Set task 1:
In the kiln post below, at what temperatures does the kiln sitter shut off when bisque firing to cone 04?

Quoted text:
=====
When I was first setting up this kiln I got a lot of great advice from this
group. I've been set up for a few months now and have completed 2 firing
cycles (bisque/glaze) however, I still qualify as a complete newbie!

The kiln is an electric cylindrical kiln, 7 cu. ft. I have some firing
schedules for bisque and glaze that were passed on to me. I try to follow
them as best as possible as my kiln (3 zones) has the old lo-med-hi switches
which don't offer a lot of control. I installed a pyrometer which I rely on
heavily to monitor rates of change. I also use the kiln sitter and witness
cones.

My confusion stems mainly from the relationship between the cones/kiln
sitter/ and pyrometer. For example, when bisque firing to cone 04, the
chart states 1940 F at a certain rate for the regular cone. My kiln sitter
is shutting off at 1979 - 1984 which jibes with my witness cones pretty
well. At the point my kiln sitter goes off I check the pyrometer, and
adjust the controls to hold that temperature for 20 minutes. Is this a good
idea? Should I also be holding the temperature when glaze firing for 20
min? Doesn't holding a temperature just equate to over firing?

More questions: I was told to shut down or start holding when a cone is at
3 o'clock, the orton book says 6 o'clock.

I have a lot of ware that would fit with 4inch posts but they don't seem
tall enough in terms of having enough elements showing between the shelves.
Do you guys use 4" posts ever?
=====
Dataset items
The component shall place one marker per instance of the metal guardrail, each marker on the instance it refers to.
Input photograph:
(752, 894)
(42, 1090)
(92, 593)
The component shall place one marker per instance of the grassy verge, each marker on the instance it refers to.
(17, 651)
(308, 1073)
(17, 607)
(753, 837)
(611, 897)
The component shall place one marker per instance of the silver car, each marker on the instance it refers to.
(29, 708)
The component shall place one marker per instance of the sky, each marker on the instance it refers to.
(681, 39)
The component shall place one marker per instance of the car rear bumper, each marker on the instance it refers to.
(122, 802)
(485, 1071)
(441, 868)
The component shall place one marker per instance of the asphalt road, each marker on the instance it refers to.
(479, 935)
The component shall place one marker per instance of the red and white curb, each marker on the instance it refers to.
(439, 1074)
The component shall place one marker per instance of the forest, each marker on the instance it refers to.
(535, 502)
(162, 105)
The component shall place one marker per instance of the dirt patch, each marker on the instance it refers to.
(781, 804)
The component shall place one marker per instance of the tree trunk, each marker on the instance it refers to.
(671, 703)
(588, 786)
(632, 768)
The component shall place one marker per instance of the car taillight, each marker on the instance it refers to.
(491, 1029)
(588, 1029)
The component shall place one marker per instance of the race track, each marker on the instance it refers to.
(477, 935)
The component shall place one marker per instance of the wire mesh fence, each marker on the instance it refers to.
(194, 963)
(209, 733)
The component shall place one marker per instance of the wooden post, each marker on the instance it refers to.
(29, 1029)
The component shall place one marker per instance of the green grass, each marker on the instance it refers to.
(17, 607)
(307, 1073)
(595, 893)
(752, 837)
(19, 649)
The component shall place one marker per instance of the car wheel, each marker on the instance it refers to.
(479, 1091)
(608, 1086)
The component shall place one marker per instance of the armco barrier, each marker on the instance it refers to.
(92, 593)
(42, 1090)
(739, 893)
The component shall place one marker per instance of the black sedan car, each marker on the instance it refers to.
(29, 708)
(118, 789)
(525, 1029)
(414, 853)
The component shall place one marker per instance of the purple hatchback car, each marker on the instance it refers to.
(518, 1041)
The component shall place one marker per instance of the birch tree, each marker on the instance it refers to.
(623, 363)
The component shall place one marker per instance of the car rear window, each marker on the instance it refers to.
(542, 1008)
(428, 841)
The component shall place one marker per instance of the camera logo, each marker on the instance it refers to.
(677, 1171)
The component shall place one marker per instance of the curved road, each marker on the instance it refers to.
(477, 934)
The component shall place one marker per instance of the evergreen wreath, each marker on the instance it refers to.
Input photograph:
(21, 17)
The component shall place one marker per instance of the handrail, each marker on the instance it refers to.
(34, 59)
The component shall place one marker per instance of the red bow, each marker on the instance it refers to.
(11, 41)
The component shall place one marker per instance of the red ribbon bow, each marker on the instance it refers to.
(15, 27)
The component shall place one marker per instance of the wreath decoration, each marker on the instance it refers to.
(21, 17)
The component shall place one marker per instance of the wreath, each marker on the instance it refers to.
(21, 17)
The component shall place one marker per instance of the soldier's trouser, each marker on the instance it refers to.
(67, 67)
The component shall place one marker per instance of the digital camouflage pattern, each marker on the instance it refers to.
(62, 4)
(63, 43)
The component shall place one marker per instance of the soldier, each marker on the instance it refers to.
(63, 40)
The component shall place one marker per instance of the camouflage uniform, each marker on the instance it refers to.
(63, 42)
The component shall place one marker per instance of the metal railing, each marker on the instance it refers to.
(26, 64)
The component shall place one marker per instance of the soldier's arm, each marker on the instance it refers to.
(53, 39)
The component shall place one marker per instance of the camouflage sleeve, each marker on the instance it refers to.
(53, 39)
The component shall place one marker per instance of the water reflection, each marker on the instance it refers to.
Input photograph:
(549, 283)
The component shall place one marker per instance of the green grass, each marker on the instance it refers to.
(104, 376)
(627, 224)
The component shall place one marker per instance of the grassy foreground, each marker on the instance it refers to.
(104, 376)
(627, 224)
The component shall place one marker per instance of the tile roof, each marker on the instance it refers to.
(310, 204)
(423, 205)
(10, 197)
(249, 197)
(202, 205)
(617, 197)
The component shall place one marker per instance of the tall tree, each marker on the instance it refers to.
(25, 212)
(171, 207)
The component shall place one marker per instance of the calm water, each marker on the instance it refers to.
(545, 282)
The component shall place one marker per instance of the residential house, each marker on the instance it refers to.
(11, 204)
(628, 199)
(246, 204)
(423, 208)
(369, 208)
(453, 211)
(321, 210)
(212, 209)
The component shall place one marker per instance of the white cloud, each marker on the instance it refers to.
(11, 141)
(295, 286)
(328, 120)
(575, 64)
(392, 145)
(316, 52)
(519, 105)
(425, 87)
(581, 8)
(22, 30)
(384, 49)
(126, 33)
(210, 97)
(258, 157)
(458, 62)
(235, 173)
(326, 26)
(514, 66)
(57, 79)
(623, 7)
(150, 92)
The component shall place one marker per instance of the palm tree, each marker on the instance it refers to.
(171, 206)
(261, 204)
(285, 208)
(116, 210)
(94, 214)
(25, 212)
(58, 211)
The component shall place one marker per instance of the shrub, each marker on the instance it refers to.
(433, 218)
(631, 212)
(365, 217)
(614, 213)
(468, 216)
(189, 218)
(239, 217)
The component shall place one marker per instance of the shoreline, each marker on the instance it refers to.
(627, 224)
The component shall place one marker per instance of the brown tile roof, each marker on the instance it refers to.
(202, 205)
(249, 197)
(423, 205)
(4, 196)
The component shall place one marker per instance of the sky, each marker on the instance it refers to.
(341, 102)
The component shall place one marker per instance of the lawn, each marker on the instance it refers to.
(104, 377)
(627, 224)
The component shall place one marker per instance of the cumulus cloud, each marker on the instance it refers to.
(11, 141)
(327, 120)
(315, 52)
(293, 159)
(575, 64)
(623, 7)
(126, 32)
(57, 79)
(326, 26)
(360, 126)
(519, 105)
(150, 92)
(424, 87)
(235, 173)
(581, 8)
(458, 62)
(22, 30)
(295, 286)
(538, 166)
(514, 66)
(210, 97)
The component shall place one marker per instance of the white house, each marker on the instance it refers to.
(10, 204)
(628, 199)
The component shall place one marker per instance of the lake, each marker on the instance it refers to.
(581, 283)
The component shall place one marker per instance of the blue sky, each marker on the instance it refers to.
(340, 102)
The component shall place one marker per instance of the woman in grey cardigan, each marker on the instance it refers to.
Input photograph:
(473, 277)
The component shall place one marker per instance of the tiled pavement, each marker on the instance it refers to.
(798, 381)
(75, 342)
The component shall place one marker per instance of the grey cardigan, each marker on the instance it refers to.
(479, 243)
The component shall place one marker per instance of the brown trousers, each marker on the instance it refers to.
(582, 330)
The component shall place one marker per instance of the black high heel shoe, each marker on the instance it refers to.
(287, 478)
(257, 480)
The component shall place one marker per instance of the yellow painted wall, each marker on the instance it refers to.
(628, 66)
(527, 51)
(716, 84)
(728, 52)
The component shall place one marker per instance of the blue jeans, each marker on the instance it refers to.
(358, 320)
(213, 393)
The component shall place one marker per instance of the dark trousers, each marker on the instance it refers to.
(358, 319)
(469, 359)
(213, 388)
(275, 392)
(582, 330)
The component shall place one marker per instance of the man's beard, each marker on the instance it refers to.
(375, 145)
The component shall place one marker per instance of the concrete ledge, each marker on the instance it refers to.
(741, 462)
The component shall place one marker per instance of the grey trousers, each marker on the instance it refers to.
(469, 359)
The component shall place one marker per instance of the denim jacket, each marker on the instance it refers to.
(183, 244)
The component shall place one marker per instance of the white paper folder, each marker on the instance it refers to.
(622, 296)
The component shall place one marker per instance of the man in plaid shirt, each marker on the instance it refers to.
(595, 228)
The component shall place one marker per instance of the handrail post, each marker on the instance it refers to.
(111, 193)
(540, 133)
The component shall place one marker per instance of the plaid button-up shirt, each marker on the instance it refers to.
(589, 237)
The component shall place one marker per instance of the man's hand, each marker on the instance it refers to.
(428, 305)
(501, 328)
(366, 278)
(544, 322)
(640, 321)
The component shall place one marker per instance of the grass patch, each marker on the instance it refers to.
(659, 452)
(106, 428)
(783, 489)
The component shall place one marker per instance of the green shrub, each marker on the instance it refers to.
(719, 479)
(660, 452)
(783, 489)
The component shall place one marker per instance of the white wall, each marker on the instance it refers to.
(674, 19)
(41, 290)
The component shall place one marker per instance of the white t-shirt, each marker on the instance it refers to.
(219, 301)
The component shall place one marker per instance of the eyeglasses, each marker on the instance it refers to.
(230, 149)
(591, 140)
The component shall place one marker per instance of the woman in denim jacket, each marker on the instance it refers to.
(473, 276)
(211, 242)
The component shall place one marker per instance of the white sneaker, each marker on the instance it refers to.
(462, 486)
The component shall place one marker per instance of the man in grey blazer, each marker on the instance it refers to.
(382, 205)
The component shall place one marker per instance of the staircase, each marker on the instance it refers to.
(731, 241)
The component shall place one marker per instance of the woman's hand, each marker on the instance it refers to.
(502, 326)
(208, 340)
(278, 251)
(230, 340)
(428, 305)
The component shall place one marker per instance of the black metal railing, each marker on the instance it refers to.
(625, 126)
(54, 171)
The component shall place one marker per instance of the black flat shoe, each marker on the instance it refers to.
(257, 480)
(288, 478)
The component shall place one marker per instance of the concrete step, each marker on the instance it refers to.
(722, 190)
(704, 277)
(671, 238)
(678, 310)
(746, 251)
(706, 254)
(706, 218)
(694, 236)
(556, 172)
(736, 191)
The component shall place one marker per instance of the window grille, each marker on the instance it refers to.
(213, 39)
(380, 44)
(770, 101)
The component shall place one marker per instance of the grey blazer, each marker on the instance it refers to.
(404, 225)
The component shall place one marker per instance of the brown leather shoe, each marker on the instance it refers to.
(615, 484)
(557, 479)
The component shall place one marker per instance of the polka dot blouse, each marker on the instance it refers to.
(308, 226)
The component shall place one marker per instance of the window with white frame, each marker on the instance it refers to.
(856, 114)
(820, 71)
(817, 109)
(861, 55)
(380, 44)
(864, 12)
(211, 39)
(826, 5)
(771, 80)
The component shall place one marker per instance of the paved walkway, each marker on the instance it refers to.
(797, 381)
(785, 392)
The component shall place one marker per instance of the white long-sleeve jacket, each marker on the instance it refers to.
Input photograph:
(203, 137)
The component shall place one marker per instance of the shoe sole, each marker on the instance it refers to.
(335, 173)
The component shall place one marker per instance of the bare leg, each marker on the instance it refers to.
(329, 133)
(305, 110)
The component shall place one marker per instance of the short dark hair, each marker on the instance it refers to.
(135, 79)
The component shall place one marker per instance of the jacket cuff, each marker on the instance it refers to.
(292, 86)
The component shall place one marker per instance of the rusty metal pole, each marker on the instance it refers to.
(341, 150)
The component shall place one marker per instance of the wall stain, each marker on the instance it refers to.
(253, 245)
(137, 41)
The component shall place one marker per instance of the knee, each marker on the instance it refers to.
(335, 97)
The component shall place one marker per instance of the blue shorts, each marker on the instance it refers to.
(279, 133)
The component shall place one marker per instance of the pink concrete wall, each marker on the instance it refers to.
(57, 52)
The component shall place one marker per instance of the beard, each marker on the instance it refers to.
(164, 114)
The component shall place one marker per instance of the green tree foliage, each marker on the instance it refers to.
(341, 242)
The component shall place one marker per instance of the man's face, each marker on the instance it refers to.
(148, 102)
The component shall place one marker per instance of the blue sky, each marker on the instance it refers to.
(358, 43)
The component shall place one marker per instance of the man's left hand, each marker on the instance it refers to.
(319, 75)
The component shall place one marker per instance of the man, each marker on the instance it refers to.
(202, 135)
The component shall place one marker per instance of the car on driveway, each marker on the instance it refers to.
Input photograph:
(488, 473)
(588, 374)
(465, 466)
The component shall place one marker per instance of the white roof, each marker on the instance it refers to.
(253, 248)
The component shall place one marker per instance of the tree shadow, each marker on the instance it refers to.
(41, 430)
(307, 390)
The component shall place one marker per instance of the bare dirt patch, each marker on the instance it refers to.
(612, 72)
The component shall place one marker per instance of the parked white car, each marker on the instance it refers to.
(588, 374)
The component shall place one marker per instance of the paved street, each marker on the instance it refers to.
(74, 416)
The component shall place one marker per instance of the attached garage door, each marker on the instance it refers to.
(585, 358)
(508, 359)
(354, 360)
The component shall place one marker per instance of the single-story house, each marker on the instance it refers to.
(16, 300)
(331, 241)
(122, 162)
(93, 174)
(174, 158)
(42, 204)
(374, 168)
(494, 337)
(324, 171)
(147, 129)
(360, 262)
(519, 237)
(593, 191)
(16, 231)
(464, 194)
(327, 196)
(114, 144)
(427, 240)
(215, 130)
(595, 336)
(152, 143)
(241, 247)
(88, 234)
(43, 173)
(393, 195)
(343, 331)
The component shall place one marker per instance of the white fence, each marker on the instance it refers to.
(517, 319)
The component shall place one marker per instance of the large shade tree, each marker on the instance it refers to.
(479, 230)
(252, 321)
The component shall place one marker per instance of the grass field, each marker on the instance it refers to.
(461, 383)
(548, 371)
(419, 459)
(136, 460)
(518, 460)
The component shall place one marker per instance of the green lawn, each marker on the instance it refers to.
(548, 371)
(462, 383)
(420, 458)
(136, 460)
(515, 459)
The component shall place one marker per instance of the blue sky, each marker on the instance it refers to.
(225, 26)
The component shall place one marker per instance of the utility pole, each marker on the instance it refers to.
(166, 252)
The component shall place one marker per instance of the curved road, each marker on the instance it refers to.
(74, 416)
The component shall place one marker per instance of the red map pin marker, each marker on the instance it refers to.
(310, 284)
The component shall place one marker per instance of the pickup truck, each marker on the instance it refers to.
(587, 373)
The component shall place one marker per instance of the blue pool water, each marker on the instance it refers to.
=====
Set task 2:
Write out, word for word, everything in the entries above from the line containing "The component shall place one marker per instance of the pickup" down through the last line of the entries, both ends included.

Exercise output 1:
Between 1979 and 1984.

Exercise output 2:
The component shall place one marker per instance of the pickup truck, each marker on the instance it refers to.
(587, 373)
The component shall place one marker per instance of the blue pool water, each marker on the instance it refers to.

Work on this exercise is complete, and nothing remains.